[WHAT THIS TASK INVOLVES] Copy every record exactly as it stands. Leave the pictures out.
-.-.-
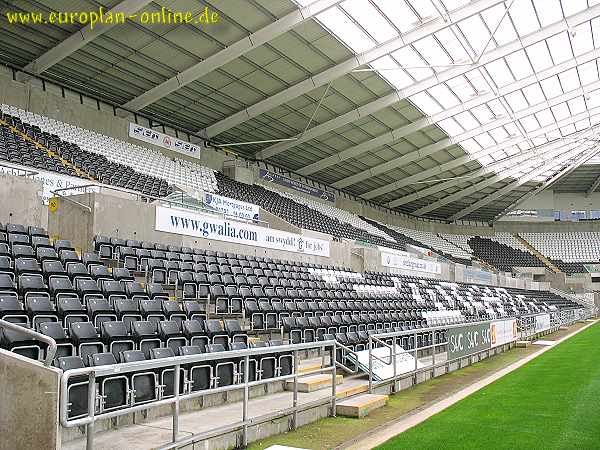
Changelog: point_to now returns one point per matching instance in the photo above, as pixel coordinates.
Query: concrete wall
(21, 201)
(28, 404)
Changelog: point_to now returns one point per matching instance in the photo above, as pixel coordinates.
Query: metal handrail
(176, 363)
(52, 346)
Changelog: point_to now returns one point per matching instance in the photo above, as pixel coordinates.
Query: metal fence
(422, 344)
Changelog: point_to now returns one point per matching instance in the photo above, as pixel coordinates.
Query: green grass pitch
(553, 402)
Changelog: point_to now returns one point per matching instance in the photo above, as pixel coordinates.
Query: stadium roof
(448, 109)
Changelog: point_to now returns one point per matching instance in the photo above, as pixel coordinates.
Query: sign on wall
(52, 181)
(503, 331)
(398, 261)
(163, 140)
(232, 207)
(188, 223)
(464, 341)
(271, 177)
(542, 322)
(478, 275)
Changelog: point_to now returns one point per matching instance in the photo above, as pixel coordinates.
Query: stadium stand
(213, 235)
(284, 206)
(338, 214)
(503, 251)
(569, 250)
(92, 310)
(174, 171)
(33, 147)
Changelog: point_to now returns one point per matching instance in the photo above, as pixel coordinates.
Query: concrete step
(361, 405)
(313, 383)
(351, 390)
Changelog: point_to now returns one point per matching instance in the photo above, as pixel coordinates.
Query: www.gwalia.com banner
(178, 221)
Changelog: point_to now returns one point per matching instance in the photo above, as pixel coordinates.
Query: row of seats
(150, 162)
(83, 338)
(25, 152)
(128, 389)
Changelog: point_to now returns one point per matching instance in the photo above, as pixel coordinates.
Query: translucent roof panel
(500, 74)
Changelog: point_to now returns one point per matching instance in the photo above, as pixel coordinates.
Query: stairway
(549, 264)
(50, 153)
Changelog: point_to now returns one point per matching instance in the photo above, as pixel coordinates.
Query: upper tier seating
(405, 239)
(297, 214)
(459, 240)
(503, 251)
(150, 162)
(329, 210)
(567, 250)
(17, 151)
(438, 244)
(20, 151)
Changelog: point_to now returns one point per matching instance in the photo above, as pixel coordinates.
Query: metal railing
(52, 346)
(91, 374)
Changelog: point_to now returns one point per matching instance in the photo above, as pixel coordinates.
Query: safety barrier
(89, 375)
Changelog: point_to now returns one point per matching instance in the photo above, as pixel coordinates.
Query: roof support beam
(398, 133)
(427, 83)
(407, 181)
(235, 50)
(585, 157)
(438, 187)
(429, 150)
(550, 151)
(80, 38)
(593, 187)
(515, 184)
(347, 66)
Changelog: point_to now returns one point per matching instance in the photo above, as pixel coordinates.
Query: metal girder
(430, 82)
(550, 150)
(429, 150)
(398, 133)
(80, 38)
(474, 156)
(438, 187)
(593, 187)
(515, 184)
(585, 157)
(320, 79)
(235, 50)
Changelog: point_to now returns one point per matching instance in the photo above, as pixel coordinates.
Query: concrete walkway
(153, 433)
(382, 434)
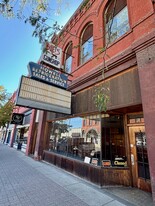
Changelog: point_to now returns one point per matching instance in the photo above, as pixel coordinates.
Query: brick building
(108, 46)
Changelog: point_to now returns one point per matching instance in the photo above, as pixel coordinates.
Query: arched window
(116, 18)
(68, 58)
(86, 44)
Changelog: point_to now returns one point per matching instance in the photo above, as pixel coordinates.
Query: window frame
(86, 49)
(116, 34)
(68, 58)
-.-.-
[OUTPUT OF THE EXERCISE]
Changelog: point_to now returns one point per matching instance in the photo above, as pixel coordinates.
Query: concrete wall
(21, 201)
(28, 404)
Changelog: point_to now returns one point per matching instance in the photo above, as pixel coordinates.
Query: metal handrail
(176, 363)
(52, 346)
Changelog: point_to now returns one point per matching instance in the photo above, as pixel coordinates.
Query: metal fence
(422, 344)
Changelog: point_to now returns one point per matching instance in the photo above, as pixel coordinates.
Query: green grass pitch
(553, 402)
Changelog: point_to now returns one point per matching instance in the photo above, as pixel coordinates.
Query: stadium roof
(448, 109)
Changelog: point_to now returns one point per matching instance in the photo above, as pixel coordinates.
Query: sign on wall
(52, 181)
(503, 331)
(398, 261)
(163, 140)
(232, 207)
(188, 223)
(464, 341)
(271, 177)
(542, 322)
(478, 275)
Changelog: point_to now returns one point per matching instance in the photo above, as pixel coordinates.
Query: stadium stand
(213, 235)
(284, 206)
(338, 214)
(503, 251)
(569, 250)
(92, 310)
(174, 171)
(33, 147)
Changelog: point_to now returns one point per matching instance in the photo above, as pixel coordinates.
Query: concrete step
(361, 405)
(313, 383)
(351, 390)
Changelog: point_to now returns one point per matching instance in the photo above, as pixel coordinates.
Query: www.gwalia.com banner
(178, 221)
Changelog: point_to now returns one point per matching instance in the photo above, as pixel coordinates.
Query: row of seats
(150, 162)
(83, 338)
(25, 152)
(128, 389)
Changelog: point_to now returns one point per matching instance in the photo above, as pixel coordinates.
Query: translucent roof panel
(500, 74)
Changelog: point_to now returns one point per matching instance in the photo above, as pixel coordinates.
Query: stairway
(549, 264)
(50, 153)
Changelog: point_to now returns one point per matching instance in the photo above, as pixel coordinates.
Query: upper tier seating
(405, 239)
(297, 214)
(459, 240)
(503, 251)
(150, 162)
(329, 210)
(567, 250)
(17, 151)
(438, 244)
(20, 151)
Changelog: point_to now returns one point per matching instance in the photo above, as pixel coordinates.
Query: metal railing
(52, 346)
(91, 374)
Changelog: point_to now returns one point per matching instance in the photo above, as pixel coordinates.
Query: safety barrier
(89, 375)
Changelog: point_to now returns one point per matching instance in the photo above, as pixel coordinates.
Query: roof support beam
(398, 133)
(427, 83)
(407, 181)
(235, 50)
(585, 157)
(438, 187)
(429, 150)
(550, 151)
(80, 38)
(593, 187)
(515, 184)
(347, 66)
Changelog: point_to now returns one point per matching instance in the photo above, as pixel coordinates.
Query: metal girder
(430, 82)
(550, 150)
(429, 150)
(398, 133)
(80, 38)
(474, 156)
(438, 187)
(593, 187)
(515, 184)
(585, 157)
(320, 79)
(235, 50)
Changelog: point_to now returns one point per matching instance in the photo above, as pixel coordinates.
Query: concrete walkway
(153, 433)
(382, 434)
Changelog: point_to now returns one point per matching instance in the photo above, as pixel coordinates.
Query: brick building
(108, 46)
Changelog: point_to now returns one point per matching instance in the photo above, as pixel coordinates.
Query: arched window
(116, 18)
(68, 58)
(86, 44)
Changelog: point_to now returns one point per matching instance in the photo above, as pixel coordinates.
Query: window frame
(86, 49)
(116, 34)
(68, 58)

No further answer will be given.